## begin MATERIAL TO PROCESS

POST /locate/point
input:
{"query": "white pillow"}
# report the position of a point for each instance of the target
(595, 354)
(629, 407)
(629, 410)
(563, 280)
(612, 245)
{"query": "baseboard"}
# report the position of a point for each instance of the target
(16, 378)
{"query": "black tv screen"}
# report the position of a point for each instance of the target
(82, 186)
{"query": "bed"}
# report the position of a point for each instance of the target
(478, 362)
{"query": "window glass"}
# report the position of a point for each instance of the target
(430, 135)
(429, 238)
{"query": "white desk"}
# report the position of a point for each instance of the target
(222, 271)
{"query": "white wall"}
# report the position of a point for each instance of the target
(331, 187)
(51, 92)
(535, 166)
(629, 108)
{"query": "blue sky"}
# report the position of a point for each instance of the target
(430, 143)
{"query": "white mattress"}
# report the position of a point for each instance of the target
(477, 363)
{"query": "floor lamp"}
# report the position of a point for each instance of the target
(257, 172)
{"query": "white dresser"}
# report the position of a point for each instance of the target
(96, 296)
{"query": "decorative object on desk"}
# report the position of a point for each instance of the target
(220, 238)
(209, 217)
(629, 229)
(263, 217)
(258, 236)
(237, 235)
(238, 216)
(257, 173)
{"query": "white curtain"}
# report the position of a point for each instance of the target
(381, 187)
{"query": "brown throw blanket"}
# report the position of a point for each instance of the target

## end MATERIAL TO PROCESS
## begin MATERIAL TO PROCESS

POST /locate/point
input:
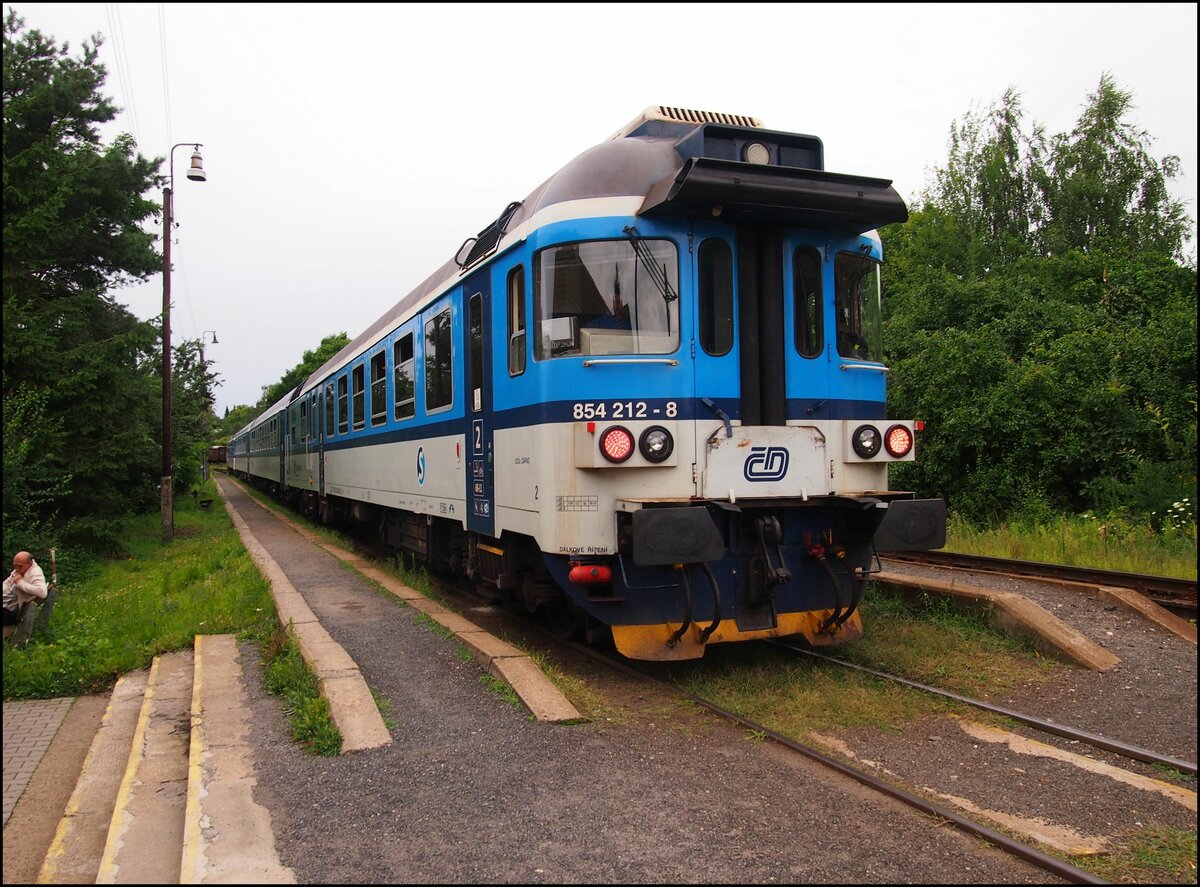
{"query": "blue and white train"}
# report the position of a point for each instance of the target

## end MATERIAL TO PROCESS

Pick out each line in the entries above that contains the word "desk", and copy those lines in full.

{"query": "white desk"}
{"query": "decorative object on desk"}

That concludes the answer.